- **Provided passage**:
* Start *

Woolf shares her joy, but dismisses sympathy altogether. No one else has experienced your unique pain, and it is "...better so. Always to have sympathy, always to be accompanied, always to be understood would be intolerable." Surprising, isn't it, how this most social of women should reject others in this circumstance?
"The body smashes itself into smithereens," she says. Joan Didion's migraines smash her world into smithereens, as well. "The physiological error called migraine is, in brief, central to the given of my life... Almost anything can trigger a specific attack of migraine: stress, pressure, allergy, fatigue, an abrupt change in barometric pressure, a contretemps over a parking ticket..."
Always the reporter, Didion reminds us that LSD was developed, originally, as a treatment for migraine. How amusing! My own visual, olfactory, and sensory aura manifestations are hallucinatory enough! Wouldn't LSD be like the hair of the dog that bit you?
Where Woolf basks in the beauty outside her window, Didion hides from the light behind closed shades. Where visitors offer Woolf unwanted sympathy, those in Didion's world offer no sympathy whatsoever: "I'd have a headache, too, spending a beautiful day like this inside with all the shades drawn."
Two women, two headaches -- the passionate sensualist and the reserved observer. Can you tell where this migraineur's sympathies lie? I can't describe the experience as Didion can, but maybe a fellow American will, since, according to Woolf, "the Americans, whose genius is so much happier in the making of new wards than in disposition of the old, will come to our help and set the springs aflow."

* End *

- **Record extracts**:
* Start *

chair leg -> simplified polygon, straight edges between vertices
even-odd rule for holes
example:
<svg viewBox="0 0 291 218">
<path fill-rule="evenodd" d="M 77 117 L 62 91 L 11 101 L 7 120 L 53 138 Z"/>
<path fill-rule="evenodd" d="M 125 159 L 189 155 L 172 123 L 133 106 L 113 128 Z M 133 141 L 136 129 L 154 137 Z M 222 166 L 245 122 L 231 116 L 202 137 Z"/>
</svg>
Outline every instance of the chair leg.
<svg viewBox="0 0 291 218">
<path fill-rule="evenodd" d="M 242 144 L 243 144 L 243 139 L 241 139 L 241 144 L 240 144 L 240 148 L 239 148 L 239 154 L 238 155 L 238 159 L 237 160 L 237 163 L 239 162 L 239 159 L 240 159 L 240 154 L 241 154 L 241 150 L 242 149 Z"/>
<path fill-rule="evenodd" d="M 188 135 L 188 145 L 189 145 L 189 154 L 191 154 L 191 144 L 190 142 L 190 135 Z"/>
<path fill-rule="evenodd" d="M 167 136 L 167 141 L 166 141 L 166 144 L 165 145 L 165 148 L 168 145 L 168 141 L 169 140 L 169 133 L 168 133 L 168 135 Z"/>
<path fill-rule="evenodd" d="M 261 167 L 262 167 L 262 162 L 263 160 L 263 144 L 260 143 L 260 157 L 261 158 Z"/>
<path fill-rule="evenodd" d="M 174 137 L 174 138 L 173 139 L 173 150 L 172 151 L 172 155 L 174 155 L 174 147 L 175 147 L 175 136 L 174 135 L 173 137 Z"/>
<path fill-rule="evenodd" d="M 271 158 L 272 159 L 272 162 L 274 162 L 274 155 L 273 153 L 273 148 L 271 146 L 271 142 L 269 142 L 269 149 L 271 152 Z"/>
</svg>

* End *

- **Set problem 1**:
According to the essay on Woolf and Didion, what was LSD originally developed as?
- **Set problem 2**:
Using the essay on Woolf and Didion, explain why Woolf dismisses sympathy altogether.
- **Set problem 3**:
Reproduce word for word the part of the essay on Woolf and Didion that opens with the words containing "Woolf shares her" and closes with "in this circumstance?".
The listing plays no part in this work.

- **Task result 1**:
LSD was originally developed as a treatment for migraine.

- **Task result 2**:
No one else has experienced the sufferer's unique pain, and Woolf considers it better so. In her words, always having sympathy, always being accompanied and always being understood would be intolerable.

- **Task result 3**:
Woolf shares her joy, but dismisses sympathy altogether. No one else has experienced your unique pain, and it is "...better so. Always to have sympathy, always to be accompanied, always to be understood would be intolerable." Surprising, isn't it, how this most social of women should reject others in this circumstance?